(PAGE EXTRACT):
Afghanistan sliding towards ‘dire scenarios’

KABUL (Pajhwok): The United Nations envoy to Afghanistan warned the country was sliding towards “dire scenarios” as Taliban militants were making significant gains, adding it was ordinary Afghans who pay the heaviest price.
UN peace envoy Deborah Lyons said the Taliban fought daily battles with government troops and captured 50 districts since May, when the US began its final exit from a two-decade war. “The possible side toward dire scenarios is undeniable,” Lyons told the UN Security Council.
Violence in Afghanistan has flared nationwide and talks between the militants and the Afghan government have been gridlocked for months. “All of the major trends — politics, security, the peace process, the economy, humanitarian emergency, and of course, Covid — all of these trends are negative or stagnant,” Lyons said.
In the past 24 hours alone, the Taliban fighters took control of nine districts in three provinces – Balkh, Kunduz and Uruzgan – the latest significant gain made by the group in recent weeks. “Most districts that have been taken surround provincial capitals, suggesting that the Taliban are positioning themselves to try and take these capitals once foreign forces are fully withdrawn,” Ms Lyons said.
She said for the Taliban to continue this intensive military campaign would be a tragic course of action and it would lead to increased and prolonged violence that would extend the suffering of the Afghan people and threaten to destroy much of what has been built and hard won in the past 20 years.

(DIRECTIONS FOR THIS TASK):
List the trends that Deborah Lyons, in the article on Afghanistan, describes as negative or stagnant.

(ENTRIES SHOWN):
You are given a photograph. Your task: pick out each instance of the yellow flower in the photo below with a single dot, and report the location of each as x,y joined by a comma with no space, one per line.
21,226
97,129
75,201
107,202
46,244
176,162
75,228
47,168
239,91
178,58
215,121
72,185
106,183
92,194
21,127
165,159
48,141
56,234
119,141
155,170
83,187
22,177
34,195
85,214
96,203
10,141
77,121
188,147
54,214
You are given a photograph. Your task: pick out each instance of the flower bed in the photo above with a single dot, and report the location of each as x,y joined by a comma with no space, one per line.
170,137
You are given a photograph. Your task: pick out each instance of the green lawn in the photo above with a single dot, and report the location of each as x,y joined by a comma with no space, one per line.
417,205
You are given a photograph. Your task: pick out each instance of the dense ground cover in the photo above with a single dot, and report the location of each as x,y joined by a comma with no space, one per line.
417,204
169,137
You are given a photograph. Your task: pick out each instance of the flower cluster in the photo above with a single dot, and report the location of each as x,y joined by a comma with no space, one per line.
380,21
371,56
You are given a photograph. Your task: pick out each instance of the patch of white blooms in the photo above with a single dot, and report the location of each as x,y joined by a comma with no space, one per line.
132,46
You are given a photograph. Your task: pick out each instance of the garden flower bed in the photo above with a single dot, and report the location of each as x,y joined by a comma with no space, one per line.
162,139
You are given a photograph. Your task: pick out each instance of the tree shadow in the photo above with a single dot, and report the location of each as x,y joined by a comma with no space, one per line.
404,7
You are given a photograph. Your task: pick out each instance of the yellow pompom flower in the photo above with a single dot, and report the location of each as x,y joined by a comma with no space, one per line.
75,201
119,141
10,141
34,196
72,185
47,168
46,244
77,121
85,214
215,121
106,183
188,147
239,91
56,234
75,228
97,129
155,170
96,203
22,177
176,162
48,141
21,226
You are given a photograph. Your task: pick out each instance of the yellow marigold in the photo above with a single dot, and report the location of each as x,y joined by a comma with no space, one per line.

(RESULT OF THE EXERCISE):
Politics, security, the peace process, the economy, humanitarian emergency, and Covid.